***** Given data *****

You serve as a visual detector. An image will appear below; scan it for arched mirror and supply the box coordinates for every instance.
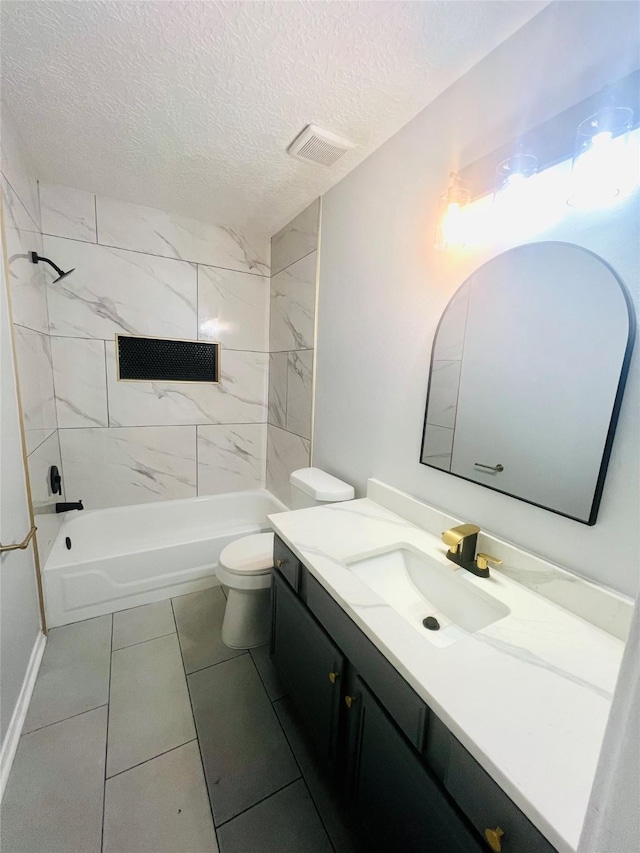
[420,242,635,524]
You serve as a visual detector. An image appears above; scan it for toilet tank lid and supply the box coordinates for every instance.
[289,468,355,502]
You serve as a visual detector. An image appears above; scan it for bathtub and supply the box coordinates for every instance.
[43,489,286,628]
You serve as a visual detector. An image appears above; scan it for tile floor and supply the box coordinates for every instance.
[1,586,362,853]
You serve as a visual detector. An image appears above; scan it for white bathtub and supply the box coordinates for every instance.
[43,489,286,628]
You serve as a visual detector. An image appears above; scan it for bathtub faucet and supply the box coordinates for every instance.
[55,500,84,513]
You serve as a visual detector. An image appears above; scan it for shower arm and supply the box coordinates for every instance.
[30,252,74,283]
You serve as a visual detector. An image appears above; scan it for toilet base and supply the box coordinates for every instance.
[221,586,271,649]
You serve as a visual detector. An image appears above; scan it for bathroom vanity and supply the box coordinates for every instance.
[267,481,630,853]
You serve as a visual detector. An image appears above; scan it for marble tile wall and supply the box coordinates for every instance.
[266,201,319,505]
[1,103,64,564]
[39,182,271,510]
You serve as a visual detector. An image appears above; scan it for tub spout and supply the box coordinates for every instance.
[56,500,84,513]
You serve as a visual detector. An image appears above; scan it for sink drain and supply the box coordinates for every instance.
[422,616,440,631]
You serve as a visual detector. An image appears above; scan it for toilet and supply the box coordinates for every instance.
[217,467,355,649]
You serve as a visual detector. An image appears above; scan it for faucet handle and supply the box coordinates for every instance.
[476,553,502,570]
[441,523,480,554]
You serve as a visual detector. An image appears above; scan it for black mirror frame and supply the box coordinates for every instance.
[419,241,636,526]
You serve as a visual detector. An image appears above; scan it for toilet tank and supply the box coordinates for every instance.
[289,467,355,509]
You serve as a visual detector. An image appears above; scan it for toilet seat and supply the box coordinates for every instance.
[217,532,274,590]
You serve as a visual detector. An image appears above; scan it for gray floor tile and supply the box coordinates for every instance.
[275,696,363,853]
[189,654,300,825]
[217,779,332,853]
[250,643,286,701]
[112,599,176,650]
[0,706,107,853]
[107,633,195,777]
[173,586,245,673]
[23,615,111,733]
[103,741,218,853]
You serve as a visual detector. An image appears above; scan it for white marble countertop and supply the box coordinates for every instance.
[268,494,625,853]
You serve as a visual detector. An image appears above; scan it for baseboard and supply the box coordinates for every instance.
[0,631,46,801]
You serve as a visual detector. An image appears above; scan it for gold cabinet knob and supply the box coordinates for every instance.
[344,695,356,709]
[476,553,503,571]
[328,671,339,684]
[274,558,283,568]
[485,827,504,852]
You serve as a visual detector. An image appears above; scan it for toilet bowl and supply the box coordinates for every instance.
[217,532,275,649]
[217,468,354,649]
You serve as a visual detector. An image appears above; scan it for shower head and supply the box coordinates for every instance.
[30,252,75,283]
[54,267,75,283]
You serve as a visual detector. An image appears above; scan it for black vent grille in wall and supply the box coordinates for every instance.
[116,335,220,383]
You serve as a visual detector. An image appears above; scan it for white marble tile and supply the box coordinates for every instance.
[96,195,269,275]
[59,426,196,510]
[28,429,64,512]
[433,283,470,361]
[2,174,37,235]
[51,337,108,428]
[271,200,319,276]
[2,184,49,334]
[426,359,461,429]
[44,235,197,340]
[286,349,314,439]
[40,183,97,242]
[421,424,453,471]
[106,342,267,426]
[197,265,269,351]
[0,102,40,230]
[269,251,316,352]
[266,424,310,506]
[197,423,266,495]
[13,326,57,454]
[268,352,287,429]
[27,431,65,566]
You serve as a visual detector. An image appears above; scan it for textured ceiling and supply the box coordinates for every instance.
[1,0,547,238]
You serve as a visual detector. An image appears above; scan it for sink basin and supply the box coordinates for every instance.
[345,545,510,646]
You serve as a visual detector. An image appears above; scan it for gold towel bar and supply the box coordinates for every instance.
[0,525,37,553]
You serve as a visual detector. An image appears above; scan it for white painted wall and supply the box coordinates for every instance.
[0,216,43,760]
[578,592,640,853]
[313,1,640,597]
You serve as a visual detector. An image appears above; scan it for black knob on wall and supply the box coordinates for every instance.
[50,465,62,495]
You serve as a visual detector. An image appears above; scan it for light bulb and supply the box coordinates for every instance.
[434,172,471,251]
[569,134,620,207]
[570,105,633,208]
[506,172,526,187]
[591,130,613,146]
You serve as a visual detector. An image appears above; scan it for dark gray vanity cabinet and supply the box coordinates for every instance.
[344,675,483,852]
[273,534,300,590]
[270,535,558,853]
[271,570,345,764]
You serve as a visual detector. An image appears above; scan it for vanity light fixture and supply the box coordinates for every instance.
[568,98,633,207]
[434,172,471,251]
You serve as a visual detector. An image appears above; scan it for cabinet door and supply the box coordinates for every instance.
[345,677,483,853]
[273,535,300,590]
[446,737,558,853]
[271,570,345,763]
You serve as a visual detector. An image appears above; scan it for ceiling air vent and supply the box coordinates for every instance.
[288,124,355,167]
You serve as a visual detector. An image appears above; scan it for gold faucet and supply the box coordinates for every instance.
[442,523,480,557]
[441,523,502,578]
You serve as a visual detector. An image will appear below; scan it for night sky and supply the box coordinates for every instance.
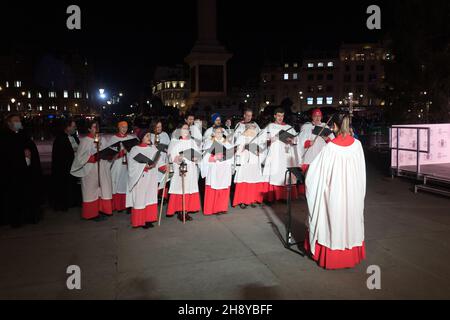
[0,0,393,95]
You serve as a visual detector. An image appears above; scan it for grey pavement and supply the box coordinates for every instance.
[1,153,450,299]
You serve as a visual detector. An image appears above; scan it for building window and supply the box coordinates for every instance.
[27,91,31,98]
[74,92,82,98]
[344,74,351,82]
[327,74,334,81]
[317,62,324,68]
[64,90,69,98]
[327,62,334,67]
[86,92,89,99]
[356,65,365,71]
[326,85,334,92]
[283,73,289,80]
[326,97,333,105]
[14,81,22,87]
[307,86,314,93]
[293,73,298,80]
[5,81,9,88]
[307,97,314,105]
[317,85,324,93]
[369,74,377,81]
[307,74,314,81]
[284,63,289,68]
[307,63,314,68]
[345,65,350,72]
[49,91,57,98]
[317,74,324,81]
[356,74,364,82]
[317,97,323,105]
[38,92,42,98]
[172,81,177,88]
[293,63,298,68]
[157,83,162,91]
[180,81,185,88]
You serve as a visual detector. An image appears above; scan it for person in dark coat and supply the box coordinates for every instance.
[51,119,81,211]
[0,113,43,227]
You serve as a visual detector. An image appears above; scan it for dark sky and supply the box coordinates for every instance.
[0,0,393,94]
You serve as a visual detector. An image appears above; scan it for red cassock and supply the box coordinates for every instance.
[304,134,366,270]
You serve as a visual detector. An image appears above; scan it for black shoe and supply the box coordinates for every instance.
[240,204,248,209]
[93,215,106,222]
[221,211,228,215]
[143,222,154,229]
[177,213,184,222]
[186,214,193,221]
[250,203,257,208]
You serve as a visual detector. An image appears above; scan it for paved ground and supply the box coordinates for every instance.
[1,151,450,300]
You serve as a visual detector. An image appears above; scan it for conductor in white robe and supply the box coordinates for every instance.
[304,114,366,270]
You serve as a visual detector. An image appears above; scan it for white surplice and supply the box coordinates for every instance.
[150,132,171,188]
[108,134,137,195]
[70,135,113,202]
[234,134,266,184]
[305,139,366,255]
[201,139,233,190]
[297,122,335,165]
[126,144,159,210]
[167,138,200,195]
[203,126,229,144]
[262,123,299,186]
[172,125,203,148]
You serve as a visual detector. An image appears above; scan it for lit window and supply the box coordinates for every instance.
[180,81,185,88]
[326,97,333,105]
[284,63,289,68]
[64,90,69,98]
[293,73,298,80]
[14,81,22,87]
[307,63,314,68]
[74,92,81,98]
[49,91,57,98]
[293,63,298,68]
[39,106,43,111]
[86,92,89,99]
[283,73,289,80]
[38,92,42,99]
[307,97,314,105]
[327,62,334,67]
[27,92,31,98]
[157,83,162,91]
[317,97,323,105]
[6,81,9,88]
[317,62,324,68]
[172,81,177,88]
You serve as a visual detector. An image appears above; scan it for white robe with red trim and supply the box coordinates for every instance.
[261,123,299,186]
[305,139,366,255]
[167,138,200,195]
[150,132,171,189]
[234,134,266,184]
[126,145,159,210]
[200,139,233,190]
[109,134,137,195]
[298,122,335,165]
[70,135,113,203]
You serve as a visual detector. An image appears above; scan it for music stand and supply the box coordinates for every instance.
[283,167,305,256]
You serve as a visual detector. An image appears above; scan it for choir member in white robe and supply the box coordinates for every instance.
[232,122,267,208]
[261,108,300,202]
[126,130,159,229]
[172,113,203,148]
[109,121,137,212]
[201,127,233,215]
[232,108,261,144]
[167,124,201,221]
[150,119,171,198]
[203,113,228,143]
[70,121,113,220]
[304,114,366,270]
[297,108,334,194]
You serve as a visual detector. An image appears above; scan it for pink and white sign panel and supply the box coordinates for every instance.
[391,123,450,167]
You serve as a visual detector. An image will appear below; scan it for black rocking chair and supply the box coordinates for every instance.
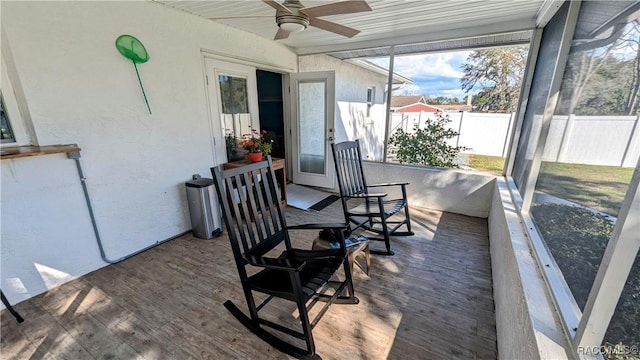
[211,156,359,360]
[331,140,414,256]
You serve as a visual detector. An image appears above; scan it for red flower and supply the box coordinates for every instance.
[239,129,273,154]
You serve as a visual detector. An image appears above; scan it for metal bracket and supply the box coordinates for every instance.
[66,143,81,159]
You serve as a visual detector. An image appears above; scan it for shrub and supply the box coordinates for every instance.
[388,113,465,168]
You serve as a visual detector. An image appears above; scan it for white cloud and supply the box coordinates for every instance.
[395,83,421,95]
[394,52,471,78]
[369,50,474,98]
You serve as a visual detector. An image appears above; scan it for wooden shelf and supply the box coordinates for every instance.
[0,144,81,160]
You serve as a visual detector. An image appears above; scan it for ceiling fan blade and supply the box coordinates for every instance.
[301,0,371,18]
[209,15,273,19]
[262,0,293,14]
[274,28,290,40]
[309,17,360,38]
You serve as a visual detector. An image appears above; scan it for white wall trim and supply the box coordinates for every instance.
[201,48,294,74]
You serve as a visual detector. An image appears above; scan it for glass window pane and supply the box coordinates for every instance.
[512,2,569,191]
[218,75,250,139]
[298,81,326,174]
[1,93,16,143]
[530,1,638,312]
[373,47,527,172]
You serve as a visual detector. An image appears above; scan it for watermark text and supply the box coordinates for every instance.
[578,345,639,356]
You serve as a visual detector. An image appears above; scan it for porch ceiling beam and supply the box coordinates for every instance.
[293,18,536,56]
[536,0,565,28]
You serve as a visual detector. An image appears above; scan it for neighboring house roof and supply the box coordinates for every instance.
[347,59,413,85]
[438,104,473,112]
[395,103,443,113]
[391,96,426,108]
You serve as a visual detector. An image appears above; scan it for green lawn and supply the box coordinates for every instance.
[467,154,505,174]
[468,155,633,217]
[537,162,634,217]
[467,155,634,217]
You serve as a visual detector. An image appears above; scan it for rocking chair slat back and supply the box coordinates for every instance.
[333,141,367,196]
[331,140,414,256]
[214,158,290,261]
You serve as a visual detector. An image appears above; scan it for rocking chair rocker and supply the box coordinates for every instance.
[211,156,359,360]
[331,140,414,256]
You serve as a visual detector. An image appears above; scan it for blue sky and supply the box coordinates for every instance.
[369,51,473,100]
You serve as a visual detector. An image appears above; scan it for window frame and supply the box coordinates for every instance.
[1,91,17,144]
[506,0,640,355]
[509,1,584,342]
[1,49,34,147]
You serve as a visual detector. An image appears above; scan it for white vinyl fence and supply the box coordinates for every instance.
[352,110,639,167]
[541,115,640,167]
[390,112,516,158]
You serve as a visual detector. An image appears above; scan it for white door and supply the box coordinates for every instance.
[204,58,260,164]
[290,71,336,188]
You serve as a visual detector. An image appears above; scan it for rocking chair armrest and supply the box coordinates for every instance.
[367,182,409,188]
[248,256,306,272]
[286,223,348,231]
[345,192,387,199]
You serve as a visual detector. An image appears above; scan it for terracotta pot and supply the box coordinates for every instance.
[248,152,263,163]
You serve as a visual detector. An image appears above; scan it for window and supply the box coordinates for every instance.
[0,92,16,143]
[366,87,374,117]
[510,0,640,354]
[366,48,527,171]
[533,0,636,307]
[366,87,374,103]
[512,3,568,193]
[218,74,250,139]
[218,74,252,161]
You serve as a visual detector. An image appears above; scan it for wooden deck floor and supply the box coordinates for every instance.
[1,202,497,359]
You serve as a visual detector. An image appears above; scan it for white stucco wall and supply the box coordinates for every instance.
[488,178,571,360]
[0,1,296,304]
[299,55,388,161]
[363,162,495,218]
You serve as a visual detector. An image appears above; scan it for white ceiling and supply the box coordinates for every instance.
[156,0,559,56]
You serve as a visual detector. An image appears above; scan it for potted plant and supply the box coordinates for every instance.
[239,129,272,162]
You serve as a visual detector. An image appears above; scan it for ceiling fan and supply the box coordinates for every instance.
[212,0,372,40]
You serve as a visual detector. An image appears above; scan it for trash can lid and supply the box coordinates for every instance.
[185,178,214,188]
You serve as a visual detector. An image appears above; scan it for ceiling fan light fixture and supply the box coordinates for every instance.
[279,21,306,33]
[276,14,309,33]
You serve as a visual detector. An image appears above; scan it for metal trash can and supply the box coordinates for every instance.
[185,175,221,239]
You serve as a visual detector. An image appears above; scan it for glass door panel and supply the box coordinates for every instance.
[290,71,335,188]
[298,81,326,175]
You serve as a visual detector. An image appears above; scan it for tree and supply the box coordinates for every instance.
[556,20,640,116]
[460,46,528,112]
[388,113,465,167]
[429,96,464,105]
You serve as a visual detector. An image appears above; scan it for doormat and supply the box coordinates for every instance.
[309,195,341,211]
[287,184,331,210]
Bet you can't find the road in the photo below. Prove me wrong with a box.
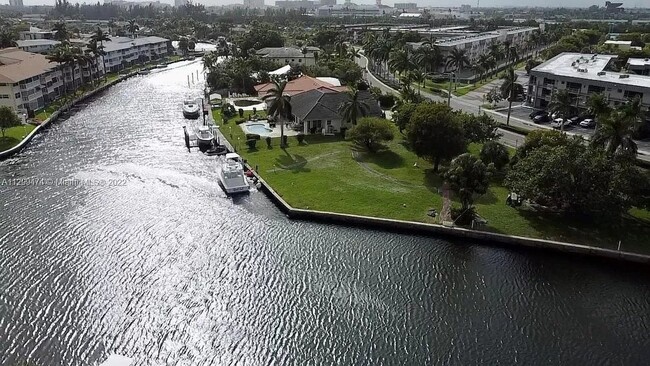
[357,54,650,162]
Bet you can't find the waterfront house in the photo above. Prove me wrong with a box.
[289,88,382,135]
[255,75,346,97]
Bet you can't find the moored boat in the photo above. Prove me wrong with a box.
[182,99,200,119]
[218,153,250,194]
[196,125,214,151]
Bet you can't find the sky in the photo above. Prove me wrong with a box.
[16,0,650,9]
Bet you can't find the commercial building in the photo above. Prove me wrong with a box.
[9,0,23,6]
[319,0,336,5]
[275,0,315,9]
[528,53,650,117]
[394,2,417,10]
[101,36,170,73]
[256,47,316,66]
[0,48,81,115]
[18,27,54,41]
[243,0,265,7]
[16,39,60,54]
[627,58,650,76]
[316,3,382,17]
[604,40,632,51]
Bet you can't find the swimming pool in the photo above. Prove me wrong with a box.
[244,123,273,136]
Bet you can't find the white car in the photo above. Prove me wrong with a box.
[551,118,565,129]
[580,118,595,128]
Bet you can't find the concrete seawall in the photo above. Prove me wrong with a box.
[250,166,650,265]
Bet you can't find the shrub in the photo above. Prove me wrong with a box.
[245,133,261,140]
[235,118,246,125]
[377,94,395,109]
[265,136,272,148]
[252,107,257,115]
[238,108,244,118]
[281,135,288,147]
[296,133,305,144]
[347,117,394,152]
[246,139,257,149]
[480,141,510,170]
[451,206,476,226]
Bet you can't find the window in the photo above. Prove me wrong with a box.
[298,59,302,62]
[15,93,20,99]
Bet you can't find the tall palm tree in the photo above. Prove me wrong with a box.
[445,47,469,90]
[592,111,637,157]
[500,68,523,126]
[477,54,492,82]
[261,80,292,147]
[91,27,110,81]
[409,69,425,94]
[338,89,369,127]
[388,48,412,79]
[471,64,484,83]
[347,48,360,61]
[548,89,575,132]
[53,22,70,43]
[47,45,74,95]
[586,92,611,132]
[507,46,518,65]
[127,20,140,38]
[488,42,503,64]
[85,39,103,85]
[0,30,17,48]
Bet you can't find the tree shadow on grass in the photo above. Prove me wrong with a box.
[352,144,405,169]
[0,137,20,151]
[423,169,444,194]
[476,189,499,205]
[274,148,310,173]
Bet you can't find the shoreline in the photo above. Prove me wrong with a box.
[248,166,650,265]
[0,57,192,160]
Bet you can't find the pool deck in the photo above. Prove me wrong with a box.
[240,121,300,138]
[228,97,267,112]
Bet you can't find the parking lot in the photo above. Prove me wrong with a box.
[504,105,596,138]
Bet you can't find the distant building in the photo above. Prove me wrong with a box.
[256,47,316,66]
[174,0,187,7]
[319,0,336,5]
[243,0,265,7]
[528,53,649,120]
[316,3,383,17]
[275,0,315,9]
[100,36,170,73]
[394,2,417,10]
[18,27,54,41]
[16,39,60,54]
[626,58,650,76]
[9,0,23,6]
[605,1,624,12]
[604,40,632,51]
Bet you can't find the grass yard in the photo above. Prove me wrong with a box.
[419,73,501,97]
[0,124,36,151]
[214,117,650,252]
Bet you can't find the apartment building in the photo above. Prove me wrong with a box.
[18,27,54,41]
[16,39,60,54]
[0,48,81,115]
[528,53,650,116]
[101,36,170,73]
[316,3,383,17]
[256,47,316,66]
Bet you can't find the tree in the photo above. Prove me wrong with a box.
[393,101,415,133]
[91,27,110,79]
[549,89,576,131]
[0,30,17,48]
[444,153,490,222]
[388,48,412,78]
[347,117,394,152]
[500,68,523,126]
[127,19,140,37]
[485,87,502,106]
[338,89,369,127]
[591,111,637,157]
[178,37,189,55]
[459,113,500,143]
[480,141,510,170]
[406,103,467,172]
[262,80,292,147]
[0,106,21,137]
[445,47,469,90]
[53,22,70,42]
[586,92,611,121]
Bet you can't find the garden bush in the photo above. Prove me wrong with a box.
[246,139,257,149]
[235,118,247,125]
[245,133,261,140]
[296,133,305,144]
[265,136,272,148]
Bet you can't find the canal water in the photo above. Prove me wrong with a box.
[1,61,649,366]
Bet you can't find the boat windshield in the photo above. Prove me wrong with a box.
[224,170,243,179]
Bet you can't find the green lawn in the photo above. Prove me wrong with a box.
[0,124,36,151]
[214,120,650,251]
[418,73,501,97]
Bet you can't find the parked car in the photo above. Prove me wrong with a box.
[533,114,551,123]
[580,118,595,128]
[551,118,571,129]
[569,116,581,125]
[529,110,547,119]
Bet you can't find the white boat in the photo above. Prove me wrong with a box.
[219,153,250,194]
[182,99,200,119]
[196,125,214,151]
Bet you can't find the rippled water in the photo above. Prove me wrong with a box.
[1,61,650,366]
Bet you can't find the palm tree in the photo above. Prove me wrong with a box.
[477,54,492,82]
[409,69,425,94]
[471,64,484,83]
[127,20,140,38]
[586,92,611,132]
[347,48,360,61]
[592,111,637,157]
[388,48,412,80]
[500,68,523,126]
[47,45,74,95]
[262,80,292,147]
[507,46,518,65]
[90,27,110,81]
[488,42,503,63]
[548,89,575,132]
[338,89,369,127]
[0,30,17,48]
[53,22,70,43]
[85,39,103,85]
[178,37,189,56]
[445,47,469,90]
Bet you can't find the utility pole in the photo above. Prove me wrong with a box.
[447,72,454,106]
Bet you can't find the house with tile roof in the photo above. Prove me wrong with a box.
[290,88,382,135]
[254,75,347,97]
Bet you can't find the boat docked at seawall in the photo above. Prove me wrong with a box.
[196,125,214,152]
[182,99,200,119]
[218,153,250,194]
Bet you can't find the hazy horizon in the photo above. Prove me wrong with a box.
[14,0,650,9]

*****

→ **Instructions for the task**: The answer is to be the lines from the one holding "Bet you can't find the boat docked" through the end of the data above, transcribed character for character, both ends included.

→ **Your response**:
Bet you can't find the boat docked at seawall in the photo above. Prove me wrong with a box.
[196,125,214,152]
[182,99,200,119]
[218,153,250,194]
Bet you can't find the hazy horizon in the photo above. Prove me wrong with a box.
[14,0,650,9]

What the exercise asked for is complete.